====== Input records

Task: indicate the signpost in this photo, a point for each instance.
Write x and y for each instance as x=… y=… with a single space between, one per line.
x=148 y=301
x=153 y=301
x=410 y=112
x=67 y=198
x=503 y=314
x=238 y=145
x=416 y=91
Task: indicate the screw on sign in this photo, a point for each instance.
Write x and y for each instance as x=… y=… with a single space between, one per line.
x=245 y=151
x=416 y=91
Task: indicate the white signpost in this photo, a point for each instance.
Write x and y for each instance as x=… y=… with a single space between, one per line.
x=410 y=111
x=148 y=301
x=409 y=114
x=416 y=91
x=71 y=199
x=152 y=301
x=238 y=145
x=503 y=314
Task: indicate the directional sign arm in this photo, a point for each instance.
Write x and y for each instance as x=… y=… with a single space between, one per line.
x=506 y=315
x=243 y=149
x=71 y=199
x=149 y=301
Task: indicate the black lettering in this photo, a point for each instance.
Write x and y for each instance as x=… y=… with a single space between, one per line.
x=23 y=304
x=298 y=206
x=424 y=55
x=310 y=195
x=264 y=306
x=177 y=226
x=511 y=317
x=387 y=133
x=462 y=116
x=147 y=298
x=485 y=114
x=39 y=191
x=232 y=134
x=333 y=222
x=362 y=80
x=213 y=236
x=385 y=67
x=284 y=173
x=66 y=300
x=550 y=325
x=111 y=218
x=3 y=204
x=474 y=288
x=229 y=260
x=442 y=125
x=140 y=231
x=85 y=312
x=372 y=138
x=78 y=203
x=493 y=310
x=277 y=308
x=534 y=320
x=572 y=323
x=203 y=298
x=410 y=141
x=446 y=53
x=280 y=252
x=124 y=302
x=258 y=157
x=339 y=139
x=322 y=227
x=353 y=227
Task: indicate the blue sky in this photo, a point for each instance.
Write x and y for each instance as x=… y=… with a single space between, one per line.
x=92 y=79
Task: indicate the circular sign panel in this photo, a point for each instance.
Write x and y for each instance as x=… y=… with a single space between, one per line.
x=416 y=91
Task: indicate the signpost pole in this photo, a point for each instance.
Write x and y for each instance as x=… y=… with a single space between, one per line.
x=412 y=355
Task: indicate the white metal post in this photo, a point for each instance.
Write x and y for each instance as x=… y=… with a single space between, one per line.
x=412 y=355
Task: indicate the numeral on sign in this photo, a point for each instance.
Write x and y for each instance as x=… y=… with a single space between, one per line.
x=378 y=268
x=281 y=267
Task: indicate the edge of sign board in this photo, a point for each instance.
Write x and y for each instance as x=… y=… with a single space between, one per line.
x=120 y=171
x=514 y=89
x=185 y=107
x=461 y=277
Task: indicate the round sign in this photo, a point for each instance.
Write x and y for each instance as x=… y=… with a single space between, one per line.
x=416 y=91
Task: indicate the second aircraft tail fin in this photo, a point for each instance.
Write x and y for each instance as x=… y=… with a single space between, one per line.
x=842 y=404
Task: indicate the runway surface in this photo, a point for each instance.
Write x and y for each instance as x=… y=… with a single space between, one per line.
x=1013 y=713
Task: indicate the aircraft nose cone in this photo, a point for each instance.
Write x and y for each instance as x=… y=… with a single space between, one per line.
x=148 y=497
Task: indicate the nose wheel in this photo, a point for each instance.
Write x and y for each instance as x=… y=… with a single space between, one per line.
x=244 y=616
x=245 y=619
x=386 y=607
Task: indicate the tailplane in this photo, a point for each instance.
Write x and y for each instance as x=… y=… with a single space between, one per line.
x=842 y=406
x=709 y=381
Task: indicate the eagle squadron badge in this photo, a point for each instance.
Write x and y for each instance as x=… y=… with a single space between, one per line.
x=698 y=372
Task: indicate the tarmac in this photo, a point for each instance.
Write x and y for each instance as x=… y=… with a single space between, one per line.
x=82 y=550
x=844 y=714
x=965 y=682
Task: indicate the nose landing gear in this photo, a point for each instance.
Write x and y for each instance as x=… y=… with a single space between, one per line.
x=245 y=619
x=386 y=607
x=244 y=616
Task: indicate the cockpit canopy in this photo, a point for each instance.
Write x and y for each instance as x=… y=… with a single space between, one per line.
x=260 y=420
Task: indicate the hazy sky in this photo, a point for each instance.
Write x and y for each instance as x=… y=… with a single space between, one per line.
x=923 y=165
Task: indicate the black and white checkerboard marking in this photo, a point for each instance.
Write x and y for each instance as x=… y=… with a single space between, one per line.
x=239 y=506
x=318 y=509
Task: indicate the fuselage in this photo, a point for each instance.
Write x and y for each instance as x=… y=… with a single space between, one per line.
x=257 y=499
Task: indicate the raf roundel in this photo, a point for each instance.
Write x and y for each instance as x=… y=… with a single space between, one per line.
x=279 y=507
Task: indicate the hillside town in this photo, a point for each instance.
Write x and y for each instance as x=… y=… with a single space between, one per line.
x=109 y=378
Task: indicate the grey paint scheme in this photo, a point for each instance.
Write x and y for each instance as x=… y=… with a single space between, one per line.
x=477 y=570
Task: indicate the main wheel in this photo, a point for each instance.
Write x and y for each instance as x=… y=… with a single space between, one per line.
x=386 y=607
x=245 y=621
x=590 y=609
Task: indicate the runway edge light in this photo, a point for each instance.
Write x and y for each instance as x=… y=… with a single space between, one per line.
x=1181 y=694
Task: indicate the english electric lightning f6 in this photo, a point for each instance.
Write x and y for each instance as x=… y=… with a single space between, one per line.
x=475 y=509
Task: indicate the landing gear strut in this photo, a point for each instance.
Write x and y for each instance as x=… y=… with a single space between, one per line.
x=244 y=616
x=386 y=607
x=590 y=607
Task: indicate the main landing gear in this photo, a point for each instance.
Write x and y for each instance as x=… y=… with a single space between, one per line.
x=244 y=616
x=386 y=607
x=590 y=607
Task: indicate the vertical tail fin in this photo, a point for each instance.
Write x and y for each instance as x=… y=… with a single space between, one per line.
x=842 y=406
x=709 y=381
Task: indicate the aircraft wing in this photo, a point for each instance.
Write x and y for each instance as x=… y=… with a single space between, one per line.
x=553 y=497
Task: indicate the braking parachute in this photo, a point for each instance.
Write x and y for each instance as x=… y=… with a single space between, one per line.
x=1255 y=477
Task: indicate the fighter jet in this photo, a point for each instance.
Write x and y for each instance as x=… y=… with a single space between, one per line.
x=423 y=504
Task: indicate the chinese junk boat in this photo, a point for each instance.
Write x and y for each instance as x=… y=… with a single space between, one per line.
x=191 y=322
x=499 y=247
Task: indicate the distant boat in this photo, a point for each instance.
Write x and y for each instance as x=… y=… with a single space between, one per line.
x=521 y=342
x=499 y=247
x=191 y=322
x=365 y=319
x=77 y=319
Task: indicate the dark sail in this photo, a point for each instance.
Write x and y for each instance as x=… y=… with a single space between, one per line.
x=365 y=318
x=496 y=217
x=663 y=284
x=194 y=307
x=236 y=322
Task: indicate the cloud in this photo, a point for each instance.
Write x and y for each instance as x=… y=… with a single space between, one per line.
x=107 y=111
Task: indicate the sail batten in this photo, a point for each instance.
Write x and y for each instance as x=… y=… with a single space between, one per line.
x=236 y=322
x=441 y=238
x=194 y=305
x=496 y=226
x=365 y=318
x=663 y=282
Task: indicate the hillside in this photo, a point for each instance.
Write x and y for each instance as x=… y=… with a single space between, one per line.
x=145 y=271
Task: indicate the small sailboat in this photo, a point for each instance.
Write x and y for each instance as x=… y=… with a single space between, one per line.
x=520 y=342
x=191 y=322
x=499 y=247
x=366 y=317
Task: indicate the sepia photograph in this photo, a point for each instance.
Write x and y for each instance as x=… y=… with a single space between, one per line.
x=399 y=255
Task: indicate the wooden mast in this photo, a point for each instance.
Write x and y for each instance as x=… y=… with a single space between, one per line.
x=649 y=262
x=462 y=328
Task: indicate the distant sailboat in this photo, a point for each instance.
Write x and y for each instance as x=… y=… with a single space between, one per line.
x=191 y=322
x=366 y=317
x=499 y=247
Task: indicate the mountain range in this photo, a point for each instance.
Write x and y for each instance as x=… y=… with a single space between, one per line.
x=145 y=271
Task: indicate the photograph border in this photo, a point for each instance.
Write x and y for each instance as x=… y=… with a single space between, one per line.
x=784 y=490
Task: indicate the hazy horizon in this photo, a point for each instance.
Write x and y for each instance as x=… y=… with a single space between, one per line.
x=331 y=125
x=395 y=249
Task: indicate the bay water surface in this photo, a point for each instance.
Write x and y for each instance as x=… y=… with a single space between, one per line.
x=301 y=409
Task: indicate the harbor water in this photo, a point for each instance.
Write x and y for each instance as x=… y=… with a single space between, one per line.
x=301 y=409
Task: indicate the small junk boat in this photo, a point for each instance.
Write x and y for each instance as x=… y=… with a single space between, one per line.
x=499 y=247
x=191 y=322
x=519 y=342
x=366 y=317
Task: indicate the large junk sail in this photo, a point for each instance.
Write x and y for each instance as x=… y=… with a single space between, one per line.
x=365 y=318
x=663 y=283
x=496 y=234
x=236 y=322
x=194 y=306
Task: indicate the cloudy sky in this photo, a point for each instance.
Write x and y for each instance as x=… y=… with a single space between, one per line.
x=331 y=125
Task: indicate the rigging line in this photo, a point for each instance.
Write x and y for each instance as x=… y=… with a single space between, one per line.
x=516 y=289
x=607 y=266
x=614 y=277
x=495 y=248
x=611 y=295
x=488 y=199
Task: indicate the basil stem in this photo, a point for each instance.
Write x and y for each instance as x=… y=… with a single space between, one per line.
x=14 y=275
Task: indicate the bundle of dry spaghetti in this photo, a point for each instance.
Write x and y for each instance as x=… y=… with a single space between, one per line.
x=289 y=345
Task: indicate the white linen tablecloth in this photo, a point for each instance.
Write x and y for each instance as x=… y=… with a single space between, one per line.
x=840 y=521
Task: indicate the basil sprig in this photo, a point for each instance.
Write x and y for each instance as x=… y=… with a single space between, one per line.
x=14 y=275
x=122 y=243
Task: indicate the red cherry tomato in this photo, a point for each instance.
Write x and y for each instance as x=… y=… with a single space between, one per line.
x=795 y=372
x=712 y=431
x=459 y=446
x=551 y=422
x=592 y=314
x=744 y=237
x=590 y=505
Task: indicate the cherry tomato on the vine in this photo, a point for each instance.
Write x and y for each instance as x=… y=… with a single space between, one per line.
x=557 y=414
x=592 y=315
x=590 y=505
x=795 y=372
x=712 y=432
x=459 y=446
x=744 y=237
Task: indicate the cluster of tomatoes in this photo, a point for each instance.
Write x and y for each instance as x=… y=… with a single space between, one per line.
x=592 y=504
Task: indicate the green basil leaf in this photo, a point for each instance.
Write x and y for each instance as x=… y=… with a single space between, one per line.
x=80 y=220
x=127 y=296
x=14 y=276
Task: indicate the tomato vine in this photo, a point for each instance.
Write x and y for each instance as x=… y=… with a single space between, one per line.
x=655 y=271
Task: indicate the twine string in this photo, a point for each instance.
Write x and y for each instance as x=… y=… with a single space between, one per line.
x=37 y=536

============

*Job:* Swap "basil leaf" for "mint leaf" in the entries from the line with "Task: indicate the cluster" up to and including the last line of the entries. Leave everything else unchanged.

*Result for this exercise:*
Task: indicate the cluster of tomatoes in this photo, a point for each instance.
Write x and y for each instance as x=… y=… with a single space between, one per line.
x=592 y=504
Task: indicate the green mint leaf in this photo, a point for each instance.
Write x and y for each instance as x=… y=… with a single space between, one per line.
x=80 y=220
x=127 y=296
x=14 y=276
Task: indicate the tomato vine in this photo, a point for each instance.
Write x and y for each instance as x=… y=… with a single space between, one per line.
x=655 y=271
Task: indicate the twine string in this photo, a point for each instance.
Write x and y for each instance as x=… y=… with a single space between, one per line.
x=37 y=536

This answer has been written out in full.